Excerpted passage >>
━━━━━━━━━━━━━━━━━━━━━━━━━━━━━━

The Transformers movies require a fair amount of suspending your disbelief. After all, they are movies about robots that turn into cars, trucks, and planes and can live anywhere in the galaxy, but keep deciding to punch each other's faces on Earth. Those fights are not enough to affect the Earth's rotation, but it seems like Michael Bay doesn't know that!

In the first live-action Transformers movie, we get our first real look at a Decepticon when it lands at a military base, transforms, and begins wreaking havoc. The scene itself is appropriately action-packed and scary, but it also has a fairly big problem: when we first see the Decepticon in helicopter mode, the sun is starting to set, and he is said to be “five miles out.

When he lands and the action commences, it is suddenly pitch black outside. Either that robot is the slowest helicopter in the world or the filmmakers' minds were scrambled by one too many onscreen explosions.

7. Sector 7 shutdown

John Turturro - Transformers 2

One of the most powerful groups revealed in the first Transformers movie was Sector 7. They were the kind of organization that Fox Mulder would have totally geeked out over: a shadowy secret branch of government that has guarded over Megatron and kept the Transformers secret from the world while researching Cybertronian technology. However, Megatron ends up being freed and causing chaos, and at the end of the movie, Sector 7 is shut down... a move that makes no sense whatsoever.

━━━━━━━━━━━━━━━━━━━━━━━━━━━━━━

Data extract >>
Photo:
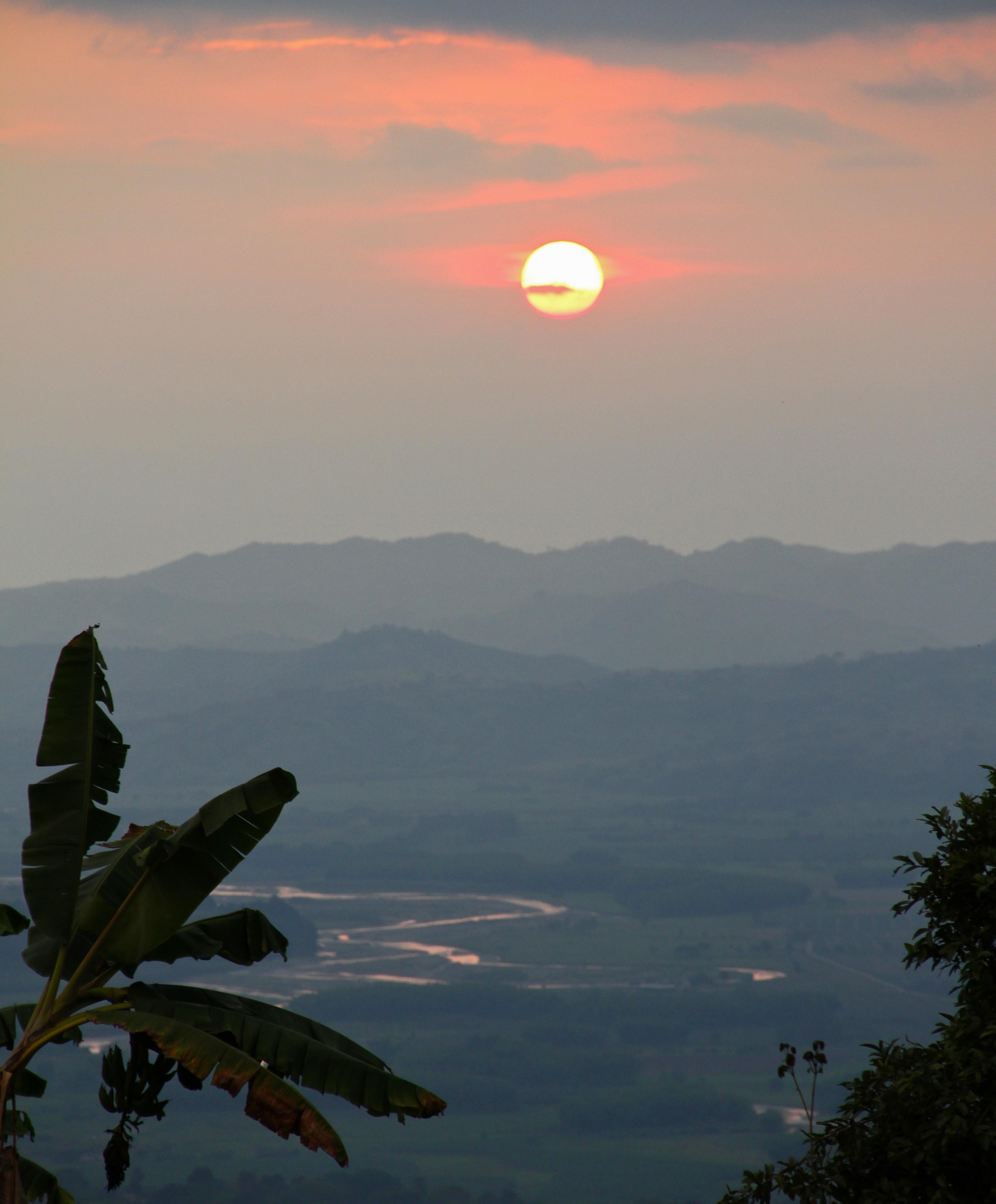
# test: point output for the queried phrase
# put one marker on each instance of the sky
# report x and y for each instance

━━━━━━━━━━━━━━━━━━━━━━━━━━━━━━

Questions on the material >>
A. Decide whether each statement agrees with the passage on the Transformers movies, and answer yes or no with the deciding words quoted from the passage: (i) The Decepticon is first seen in helicopter mode as the sun is starting to set. (ii) Sector 7 is shut down at the beginning of the first movie. (iii) The fights in the movies are enough to affect the Earth's rotation.
B. Write out everything in the passage on the Transformers movies from "When he lands" down to "no sense whatsoever.".
C. Translate this sentence from the passage on the Transformers movies into Spanish: "One of the most powerful groups revealed in the first Transformers movie was Sector 7."
The data are not needed for the work with this passage.

Task-by-task results >>
A.
(i) Yes: "when we first see the Decepticon in helicopter mode, the sun is starting to set"
(ii) No: "at the end of the movie, Sector 7 is shut down"
(iii) No: "Those fights are not enough to affect the Earth's rotation"

B.
When he lands and the action commences, it is suddenly pitch black outside. Either that robot is the slowest helicopter in the world or the filmmakers' minds were scrambled by one too many onscreen explosions.

7. Sector 7 shutdown

John Turturro - Transformers 2

One of the most powerful groups revealed in the first Transformers movie was Sector 7. They were the kind of organization that Fox Mulder would have totally geeked out over: a shadowy secret branch of government that has guarded over Megatron and kept the Transformers secret from the world while researching Cybertronian technology. However, Megatron ends up being freed and causing chaos, and at the end of the movie, Sector 7 is shut down... a move that makes no sense whatsoever.

C. Uno de los grupos más poderosos revelados en la primera película de Transformers fue el Sector 7.